● Stated problem:
Rewrite every line of the records from the line containing "One point per instance, written like point(647, 121)" through the line containing "point(70, 176)", shifting each coordinate in the answers by -138 and leaving all other text unchanged. Write out no other lines.

----------------

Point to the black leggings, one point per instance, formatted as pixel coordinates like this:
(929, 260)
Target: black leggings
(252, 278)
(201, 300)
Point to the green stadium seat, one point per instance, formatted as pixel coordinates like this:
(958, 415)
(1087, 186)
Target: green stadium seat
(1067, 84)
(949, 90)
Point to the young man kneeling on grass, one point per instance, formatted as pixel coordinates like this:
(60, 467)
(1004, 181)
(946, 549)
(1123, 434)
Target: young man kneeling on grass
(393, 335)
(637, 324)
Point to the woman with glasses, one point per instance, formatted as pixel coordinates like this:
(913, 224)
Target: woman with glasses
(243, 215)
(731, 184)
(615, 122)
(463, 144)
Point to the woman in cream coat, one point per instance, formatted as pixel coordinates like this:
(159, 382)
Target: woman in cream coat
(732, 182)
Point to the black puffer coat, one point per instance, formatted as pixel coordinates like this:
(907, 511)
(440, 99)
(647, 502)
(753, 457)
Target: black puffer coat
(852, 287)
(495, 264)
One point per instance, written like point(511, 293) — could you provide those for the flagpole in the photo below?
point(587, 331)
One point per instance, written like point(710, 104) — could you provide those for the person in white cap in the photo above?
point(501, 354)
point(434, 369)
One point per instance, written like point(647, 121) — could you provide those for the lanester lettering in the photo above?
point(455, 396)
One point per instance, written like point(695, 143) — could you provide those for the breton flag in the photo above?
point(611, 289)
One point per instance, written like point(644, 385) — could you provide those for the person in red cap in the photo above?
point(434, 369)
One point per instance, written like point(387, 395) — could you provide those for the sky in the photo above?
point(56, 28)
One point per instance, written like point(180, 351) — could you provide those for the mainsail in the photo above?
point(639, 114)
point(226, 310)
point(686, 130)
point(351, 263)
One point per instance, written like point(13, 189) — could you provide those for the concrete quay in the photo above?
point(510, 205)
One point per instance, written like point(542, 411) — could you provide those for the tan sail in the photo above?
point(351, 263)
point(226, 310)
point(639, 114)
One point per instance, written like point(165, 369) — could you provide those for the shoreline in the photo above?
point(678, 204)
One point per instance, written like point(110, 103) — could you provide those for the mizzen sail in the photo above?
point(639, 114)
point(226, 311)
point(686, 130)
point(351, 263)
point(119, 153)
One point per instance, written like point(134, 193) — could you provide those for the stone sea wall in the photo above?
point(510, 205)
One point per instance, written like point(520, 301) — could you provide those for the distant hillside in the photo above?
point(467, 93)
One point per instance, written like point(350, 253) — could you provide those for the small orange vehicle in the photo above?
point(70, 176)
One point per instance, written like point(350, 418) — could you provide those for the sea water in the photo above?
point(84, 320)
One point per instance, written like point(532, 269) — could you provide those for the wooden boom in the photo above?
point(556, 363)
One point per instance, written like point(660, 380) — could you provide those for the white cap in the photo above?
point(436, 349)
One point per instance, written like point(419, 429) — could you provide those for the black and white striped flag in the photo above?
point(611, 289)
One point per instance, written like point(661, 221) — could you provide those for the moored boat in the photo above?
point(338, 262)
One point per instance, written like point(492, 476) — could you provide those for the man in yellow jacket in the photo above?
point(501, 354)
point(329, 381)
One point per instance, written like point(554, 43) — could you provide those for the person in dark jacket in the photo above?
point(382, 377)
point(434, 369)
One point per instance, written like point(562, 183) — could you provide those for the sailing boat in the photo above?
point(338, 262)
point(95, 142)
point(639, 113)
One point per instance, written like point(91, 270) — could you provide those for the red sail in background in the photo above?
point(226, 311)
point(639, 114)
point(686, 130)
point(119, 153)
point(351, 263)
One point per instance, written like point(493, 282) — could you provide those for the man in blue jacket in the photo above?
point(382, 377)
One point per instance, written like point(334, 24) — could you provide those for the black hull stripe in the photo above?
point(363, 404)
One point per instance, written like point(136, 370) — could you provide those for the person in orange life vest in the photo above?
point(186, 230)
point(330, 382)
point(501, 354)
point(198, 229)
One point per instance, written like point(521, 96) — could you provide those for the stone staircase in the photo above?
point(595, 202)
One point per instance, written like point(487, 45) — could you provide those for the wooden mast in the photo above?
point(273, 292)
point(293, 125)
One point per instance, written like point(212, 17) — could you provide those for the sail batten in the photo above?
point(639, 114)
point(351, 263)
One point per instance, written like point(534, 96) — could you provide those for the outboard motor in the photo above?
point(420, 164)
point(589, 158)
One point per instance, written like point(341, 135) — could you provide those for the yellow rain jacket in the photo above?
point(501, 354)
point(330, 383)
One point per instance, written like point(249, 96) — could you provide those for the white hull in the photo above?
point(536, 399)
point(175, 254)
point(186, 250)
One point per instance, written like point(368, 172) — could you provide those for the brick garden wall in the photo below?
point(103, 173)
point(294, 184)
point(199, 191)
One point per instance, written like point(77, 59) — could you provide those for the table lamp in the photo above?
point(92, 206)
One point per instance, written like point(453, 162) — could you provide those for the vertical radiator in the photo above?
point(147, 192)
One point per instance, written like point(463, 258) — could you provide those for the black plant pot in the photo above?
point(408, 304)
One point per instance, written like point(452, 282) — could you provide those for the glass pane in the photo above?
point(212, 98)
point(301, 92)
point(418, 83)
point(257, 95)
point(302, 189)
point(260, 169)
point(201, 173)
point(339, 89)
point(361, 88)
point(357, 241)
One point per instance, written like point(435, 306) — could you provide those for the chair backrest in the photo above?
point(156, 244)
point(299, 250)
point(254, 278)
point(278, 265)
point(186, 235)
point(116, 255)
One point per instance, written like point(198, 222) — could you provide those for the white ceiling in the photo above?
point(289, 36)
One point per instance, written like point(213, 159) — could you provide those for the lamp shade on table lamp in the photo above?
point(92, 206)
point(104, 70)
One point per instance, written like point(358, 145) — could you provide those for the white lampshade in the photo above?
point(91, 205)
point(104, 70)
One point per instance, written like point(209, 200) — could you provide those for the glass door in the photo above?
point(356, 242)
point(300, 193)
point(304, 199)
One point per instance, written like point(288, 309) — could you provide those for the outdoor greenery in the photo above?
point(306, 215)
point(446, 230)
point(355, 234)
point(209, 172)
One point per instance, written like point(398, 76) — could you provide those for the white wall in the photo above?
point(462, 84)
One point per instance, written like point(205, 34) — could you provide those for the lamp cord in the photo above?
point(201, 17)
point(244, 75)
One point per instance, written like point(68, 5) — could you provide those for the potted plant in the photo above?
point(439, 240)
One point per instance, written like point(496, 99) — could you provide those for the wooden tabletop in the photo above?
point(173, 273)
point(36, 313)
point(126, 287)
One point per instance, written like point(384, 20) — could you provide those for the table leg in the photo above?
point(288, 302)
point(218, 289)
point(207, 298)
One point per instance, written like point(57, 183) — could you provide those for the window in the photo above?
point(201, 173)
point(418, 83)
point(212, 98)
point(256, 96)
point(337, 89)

----------------

● Output:
One point per instance, written like point(647, 121) — could you provide those for the lanester lettering in the photo above?
point(317, 258)
One point per instance, written like point(695, 143) — could you provide those for the breton flag in the photo above?
point(473, 151)
One point per instance, written like point(644, 385) — could you provide those for the person in red cap in the photo above?
point(296, 231)
One point per instance, written like point(387, 395) — could you provide those for the sky in the photo above?
point(-82, -110)
One point per instance, written like point(180, 351) — could you provide those for the mainsail in the photo above?
point(501, -24)
point(88, 172)
point(548, -8)
point(213, 125)
One point per instance, written like point(13, 189) — could you provide those for the concrete quay in the photo above?
point(372, 67)
One point per instance, written like point(542, 411) — could you provide those for the tan sail in the photo above?
point(213, 125)
point(88, 172)
point(501, -24)
One point per instance, written like point(165, 369) — could you provide those for the shoreline in the photo above?
point(540, 66)
One point per instance, written like point(110, 103) — could you provide those for the mizzen sail in the photo above?
point(501, -24)
point(88, 173)
point(548, -8)
point(213, 125)
point(-19, 15)
One point per instance, written like point(134, 193) — could you provide those for the stone sea wall in the photo above?
point(372, 67)
One point per instance, written like point(520, 301) — could you provide those for the distant hillside in the photo above?
point(329, -45)
One point per instance, written like point(350, 253) — could you provide those for the small orange vehicle in the photo above?
point(-68, 38)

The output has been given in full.